### Your instructions
Return the listing below line for line, with nothing changed.

### Excerpts from labeled region data

---+---

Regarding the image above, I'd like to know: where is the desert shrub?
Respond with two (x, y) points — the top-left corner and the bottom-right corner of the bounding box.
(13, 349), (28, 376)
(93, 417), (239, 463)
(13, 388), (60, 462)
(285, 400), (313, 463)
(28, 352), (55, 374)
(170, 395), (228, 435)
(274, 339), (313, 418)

---+---

### Result
Regarding the image above, I'd like to know: where is the desert shrub?
Respond with two (x, y) points — the top-left corner and the bottom-right corner of the bounding box.
(13, 349), (28, 376)
(93, 417), (239, 463)
(13, 388), (60, 462)
(285, 400), (313, 463)
(28, 352), (55, 374)
(170, 395), (228, 435)
(274, 339), (313, 418)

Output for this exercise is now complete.